_DATA LINES_:
## Start

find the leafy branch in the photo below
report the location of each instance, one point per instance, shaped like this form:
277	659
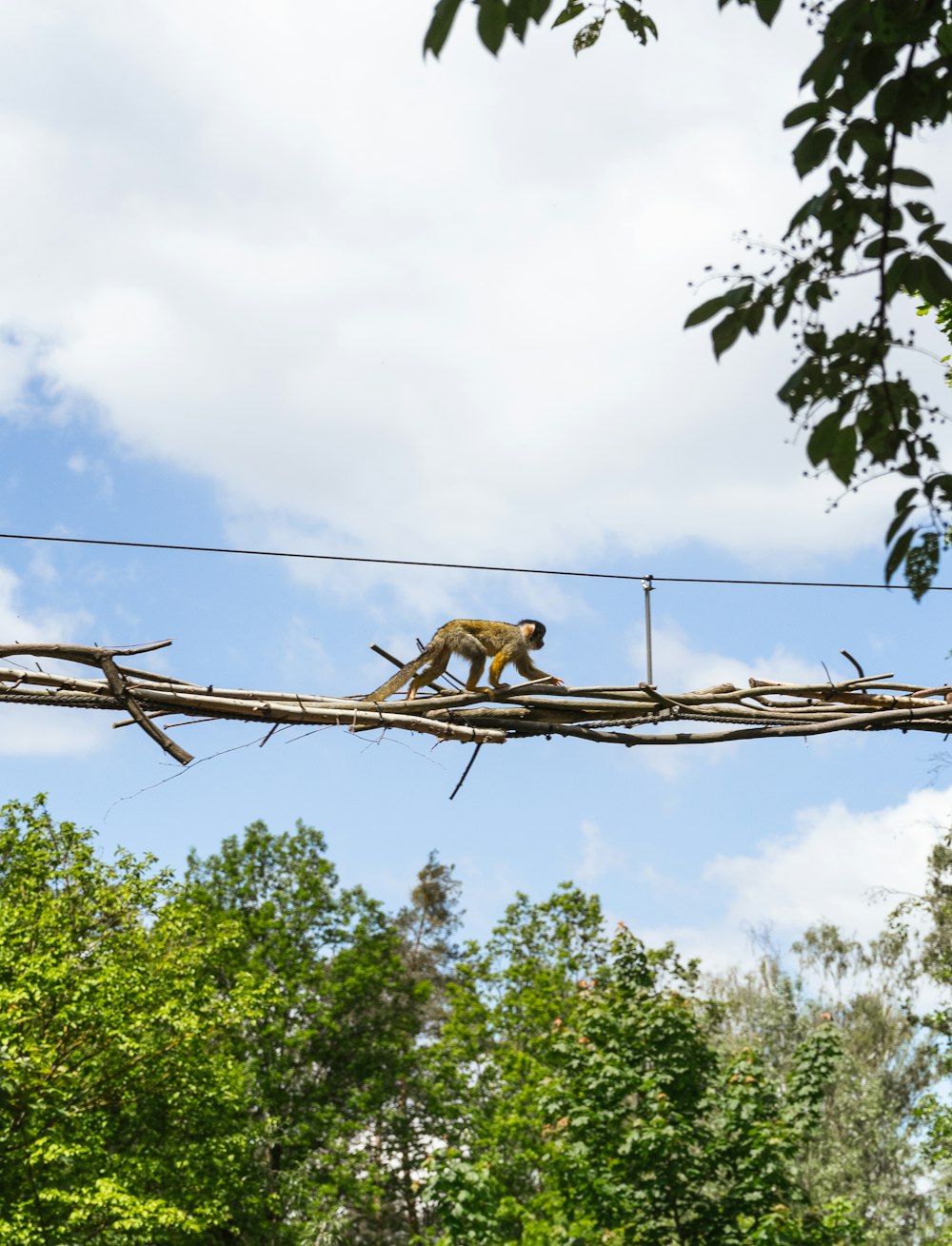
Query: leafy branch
883	76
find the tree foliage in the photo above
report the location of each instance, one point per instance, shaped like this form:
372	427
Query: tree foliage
596	1109
879	84
868	1148
121	1112
259	1056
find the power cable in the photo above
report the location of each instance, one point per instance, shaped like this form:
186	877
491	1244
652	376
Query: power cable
459	565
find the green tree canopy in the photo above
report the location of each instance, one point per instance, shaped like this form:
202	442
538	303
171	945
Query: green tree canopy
880	83
593	1107
121	1109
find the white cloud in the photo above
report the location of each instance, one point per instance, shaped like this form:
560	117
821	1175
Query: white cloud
678	666
407	307
846	866
835	865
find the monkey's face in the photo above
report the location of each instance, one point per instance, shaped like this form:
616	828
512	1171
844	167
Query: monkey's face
533	641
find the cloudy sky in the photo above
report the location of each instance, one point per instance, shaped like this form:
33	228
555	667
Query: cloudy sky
269	279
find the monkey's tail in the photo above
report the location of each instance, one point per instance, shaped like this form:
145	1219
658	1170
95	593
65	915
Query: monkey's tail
399	678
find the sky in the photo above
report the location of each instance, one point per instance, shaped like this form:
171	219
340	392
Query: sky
269	279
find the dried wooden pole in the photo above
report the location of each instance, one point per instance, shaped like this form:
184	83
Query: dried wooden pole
609	714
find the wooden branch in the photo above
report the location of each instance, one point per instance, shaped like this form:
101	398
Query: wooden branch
609	714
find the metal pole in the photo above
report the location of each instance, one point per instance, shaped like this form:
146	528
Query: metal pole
648	589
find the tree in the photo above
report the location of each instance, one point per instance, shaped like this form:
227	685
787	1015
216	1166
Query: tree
596	1109
868	1145
880	83
120	1107
331	1039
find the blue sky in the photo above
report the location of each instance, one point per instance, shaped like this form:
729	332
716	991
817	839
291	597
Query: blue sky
275	289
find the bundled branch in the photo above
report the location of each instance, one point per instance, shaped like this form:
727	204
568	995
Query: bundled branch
628	716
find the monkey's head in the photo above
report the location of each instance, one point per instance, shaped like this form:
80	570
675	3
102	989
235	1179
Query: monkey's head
533	631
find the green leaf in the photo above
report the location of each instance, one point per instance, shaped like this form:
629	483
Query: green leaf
899	523
910	177
922	564
942	248
569	12
930	277
491	24
920	212
638	23
440	25
588	35
823	439
813	148
767	10
810	111
843	458
706	310
726	331
898	553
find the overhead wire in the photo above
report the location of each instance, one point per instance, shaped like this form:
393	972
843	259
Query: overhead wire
458	565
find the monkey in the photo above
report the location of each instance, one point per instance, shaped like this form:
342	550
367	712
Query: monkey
475	640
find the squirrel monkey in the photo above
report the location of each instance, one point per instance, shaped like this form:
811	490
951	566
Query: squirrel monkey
475	640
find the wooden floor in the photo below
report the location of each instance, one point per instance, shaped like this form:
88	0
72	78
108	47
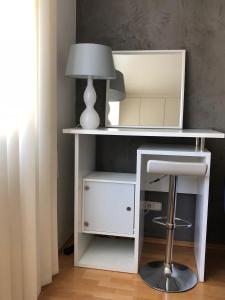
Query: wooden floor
88	284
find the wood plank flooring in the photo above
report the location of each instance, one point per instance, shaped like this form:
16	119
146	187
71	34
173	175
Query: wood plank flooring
87	284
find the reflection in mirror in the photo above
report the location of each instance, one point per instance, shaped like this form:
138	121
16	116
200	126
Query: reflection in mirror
148	90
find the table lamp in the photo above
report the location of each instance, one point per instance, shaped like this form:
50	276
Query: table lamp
91	61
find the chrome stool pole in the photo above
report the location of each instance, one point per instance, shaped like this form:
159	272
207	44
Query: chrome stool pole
168	276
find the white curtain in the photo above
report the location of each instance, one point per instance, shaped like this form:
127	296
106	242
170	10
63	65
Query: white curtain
28	147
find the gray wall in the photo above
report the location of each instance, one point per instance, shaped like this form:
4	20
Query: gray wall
66	22
197	26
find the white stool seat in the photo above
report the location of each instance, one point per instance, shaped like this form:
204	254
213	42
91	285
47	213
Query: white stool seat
167	275
176	168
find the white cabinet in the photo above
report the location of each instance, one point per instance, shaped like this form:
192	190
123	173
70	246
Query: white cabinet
108	204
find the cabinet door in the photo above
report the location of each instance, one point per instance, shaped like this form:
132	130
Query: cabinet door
108	208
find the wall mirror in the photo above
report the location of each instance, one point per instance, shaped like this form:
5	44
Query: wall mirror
148	91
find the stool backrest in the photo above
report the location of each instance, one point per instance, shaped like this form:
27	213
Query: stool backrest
176	168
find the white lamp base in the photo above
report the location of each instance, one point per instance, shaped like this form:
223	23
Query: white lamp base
89	118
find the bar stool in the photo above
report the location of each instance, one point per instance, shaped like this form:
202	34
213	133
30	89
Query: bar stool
166	275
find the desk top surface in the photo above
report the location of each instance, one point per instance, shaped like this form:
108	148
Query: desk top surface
187	133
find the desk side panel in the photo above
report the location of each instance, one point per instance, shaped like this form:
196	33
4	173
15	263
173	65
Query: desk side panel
85	146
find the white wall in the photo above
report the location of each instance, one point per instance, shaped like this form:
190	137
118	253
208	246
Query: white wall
66	22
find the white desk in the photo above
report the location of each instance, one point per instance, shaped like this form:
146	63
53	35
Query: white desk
123	255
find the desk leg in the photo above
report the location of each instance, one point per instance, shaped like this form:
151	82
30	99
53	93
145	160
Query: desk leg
201	222
84	164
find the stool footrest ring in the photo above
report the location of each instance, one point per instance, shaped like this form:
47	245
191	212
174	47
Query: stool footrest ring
179	223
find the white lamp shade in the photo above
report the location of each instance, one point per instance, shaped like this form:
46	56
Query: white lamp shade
90	61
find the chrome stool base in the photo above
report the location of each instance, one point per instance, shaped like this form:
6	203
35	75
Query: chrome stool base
181	278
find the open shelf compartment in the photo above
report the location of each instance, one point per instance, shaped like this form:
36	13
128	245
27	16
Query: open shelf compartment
109	253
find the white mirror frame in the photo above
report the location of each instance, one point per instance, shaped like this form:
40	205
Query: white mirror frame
180	126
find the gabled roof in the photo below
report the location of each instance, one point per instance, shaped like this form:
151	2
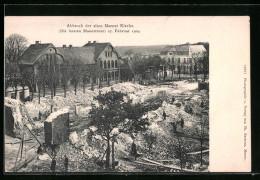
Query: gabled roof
83	54
99	48
182	48
32	52
166	48
197	49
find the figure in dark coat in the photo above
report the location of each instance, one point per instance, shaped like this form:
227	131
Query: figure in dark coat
182	123
40	150
134	151
173	99
164	115
53	164
66	163
53	146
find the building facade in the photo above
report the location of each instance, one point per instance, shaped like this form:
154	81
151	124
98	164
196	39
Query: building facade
181	59
98	61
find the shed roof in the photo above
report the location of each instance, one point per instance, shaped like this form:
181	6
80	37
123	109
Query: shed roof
83	54
32	52
197	48
98	47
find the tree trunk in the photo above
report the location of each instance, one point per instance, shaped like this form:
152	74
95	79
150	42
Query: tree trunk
15	92
201	153
51	90
43	91
32	96
92	86
39	95
113	155
64	91
54	89
108	154
75	88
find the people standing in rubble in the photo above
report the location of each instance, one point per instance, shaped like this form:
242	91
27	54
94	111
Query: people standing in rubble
173	99
164	115
66	163
53	152
202	104
174	127
182	123
53	164
134	150
40	150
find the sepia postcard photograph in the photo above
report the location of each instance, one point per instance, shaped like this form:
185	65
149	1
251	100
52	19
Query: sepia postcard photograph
126	94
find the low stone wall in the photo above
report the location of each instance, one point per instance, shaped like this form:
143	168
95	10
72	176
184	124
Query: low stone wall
203	85
56	127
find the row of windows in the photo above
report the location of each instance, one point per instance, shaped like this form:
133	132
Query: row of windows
108	53
188	60
107	64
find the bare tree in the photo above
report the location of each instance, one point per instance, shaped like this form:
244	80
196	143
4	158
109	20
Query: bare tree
150	140
15	45
29	76
76	73
65	76
201	134
205	64
40	78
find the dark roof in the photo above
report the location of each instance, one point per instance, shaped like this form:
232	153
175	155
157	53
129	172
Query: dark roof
99	48
83	54
32	52
167	48
182	48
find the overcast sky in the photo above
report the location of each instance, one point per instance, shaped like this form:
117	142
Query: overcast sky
158	30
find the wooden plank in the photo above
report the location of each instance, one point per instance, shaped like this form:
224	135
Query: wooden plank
198	152
168	166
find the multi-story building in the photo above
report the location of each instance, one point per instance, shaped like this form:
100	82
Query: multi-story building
181	58
100	60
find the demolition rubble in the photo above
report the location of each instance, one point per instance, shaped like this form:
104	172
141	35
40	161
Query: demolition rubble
174	111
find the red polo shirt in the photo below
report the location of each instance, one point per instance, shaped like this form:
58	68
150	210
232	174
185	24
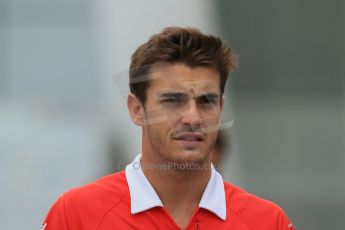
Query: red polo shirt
106	205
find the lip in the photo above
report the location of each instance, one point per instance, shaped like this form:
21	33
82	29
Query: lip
190	140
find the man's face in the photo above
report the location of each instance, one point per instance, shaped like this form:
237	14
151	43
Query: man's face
182	112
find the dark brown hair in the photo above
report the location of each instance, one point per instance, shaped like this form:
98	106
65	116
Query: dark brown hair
179	45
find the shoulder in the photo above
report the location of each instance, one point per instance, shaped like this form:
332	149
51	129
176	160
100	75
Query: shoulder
84	207
254	211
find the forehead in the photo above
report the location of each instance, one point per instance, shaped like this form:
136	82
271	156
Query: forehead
179	77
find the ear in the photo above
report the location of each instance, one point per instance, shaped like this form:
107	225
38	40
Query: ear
136	110
222	101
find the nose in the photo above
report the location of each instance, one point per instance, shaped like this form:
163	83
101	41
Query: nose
191	116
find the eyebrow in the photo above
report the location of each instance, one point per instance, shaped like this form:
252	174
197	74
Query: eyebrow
179	95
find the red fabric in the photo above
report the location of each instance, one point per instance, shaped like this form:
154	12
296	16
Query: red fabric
105	205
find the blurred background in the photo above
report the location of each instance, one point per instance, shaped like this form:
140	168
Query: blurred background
63	122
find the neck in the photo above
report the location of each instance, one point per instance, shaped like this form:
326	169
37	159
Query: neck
177	189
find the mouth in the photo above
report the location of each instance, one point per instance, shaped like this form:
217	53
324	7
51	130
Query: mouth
190	140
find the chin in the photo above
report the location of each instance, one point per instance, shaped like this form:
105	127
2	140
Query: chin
190	156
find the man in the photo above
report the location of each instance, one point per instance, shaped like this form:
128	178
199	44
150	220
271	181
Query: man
177	80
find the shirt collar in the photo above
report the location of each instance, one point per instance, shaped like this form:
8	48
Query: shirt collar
144	197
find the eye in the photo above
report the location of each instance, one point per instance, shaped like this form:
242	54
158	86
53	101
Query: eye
207	100
171	100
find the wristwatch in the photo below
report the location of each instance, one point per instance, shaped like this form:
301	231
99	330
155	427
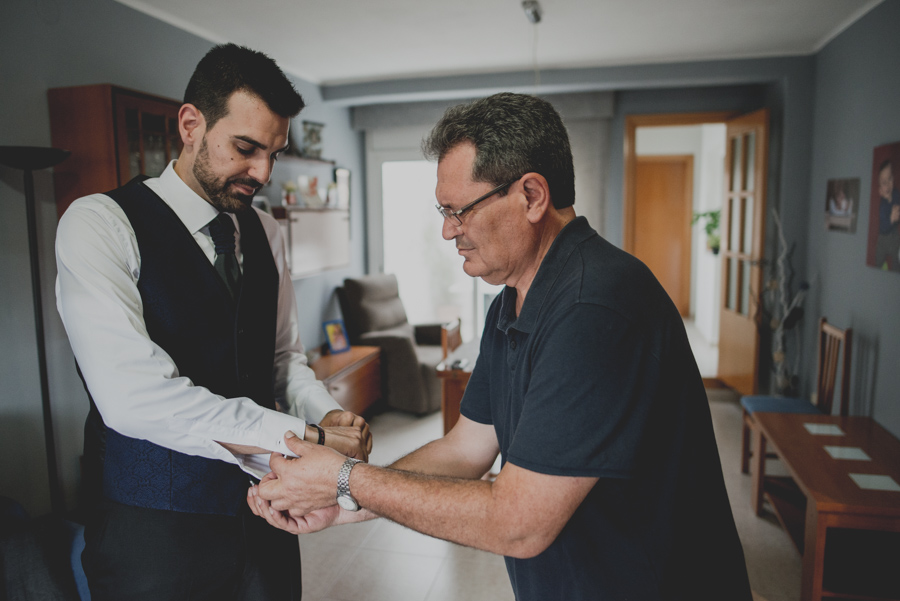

## End

Identify every line in the listing above that contains the word "polo", and copy each one. Case counts.

_REPLY_:
find the red polo shirt in the photo below
Query: red polo shirt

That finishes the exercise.